▸ EXERCISE AIM: Find how many lines of the entries contain the word "clicks", then report that figure alone.

• • • • •

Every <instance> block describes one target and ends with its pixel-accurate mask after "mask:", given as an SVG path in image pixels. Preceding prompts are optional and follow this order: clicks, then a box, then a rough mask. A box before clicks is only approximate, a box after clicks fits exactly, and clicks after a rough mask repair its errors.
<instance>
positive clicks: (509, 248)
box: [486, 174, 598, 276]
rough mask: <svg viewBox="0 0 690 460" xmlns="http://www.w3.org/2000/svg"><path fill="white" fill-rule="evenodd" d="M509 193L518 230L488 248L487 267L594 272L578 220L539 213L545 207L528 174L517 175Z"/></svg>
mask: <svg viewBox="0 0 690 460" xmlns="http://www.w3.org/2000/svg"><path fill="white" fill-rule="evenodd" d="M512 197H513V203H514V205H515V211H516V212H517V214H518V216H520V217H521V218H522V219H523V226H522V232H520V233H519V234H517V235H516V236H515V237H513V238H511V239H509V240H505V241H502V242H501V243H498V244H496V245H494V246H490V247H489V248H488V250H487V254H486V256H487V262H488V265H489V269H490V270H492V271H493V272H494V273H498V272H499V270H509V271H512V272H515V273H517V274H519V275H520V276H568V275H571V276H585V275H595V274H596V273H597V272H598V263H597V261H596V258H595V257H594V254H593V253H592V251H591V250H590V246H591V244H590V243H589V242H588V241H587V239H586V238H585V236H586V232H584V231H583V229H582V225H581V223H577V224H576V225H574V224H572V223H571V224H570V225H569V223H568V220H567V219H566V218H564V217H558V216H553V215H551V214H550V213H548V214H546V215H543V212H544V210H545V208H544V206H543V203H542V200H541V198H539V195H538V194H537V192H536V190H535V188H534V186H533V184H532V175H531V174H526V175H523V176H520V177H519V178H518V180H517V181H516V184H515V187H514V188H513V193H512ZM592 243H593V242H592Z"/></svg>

• • • • •

▸ WORKED SOLUTION: 2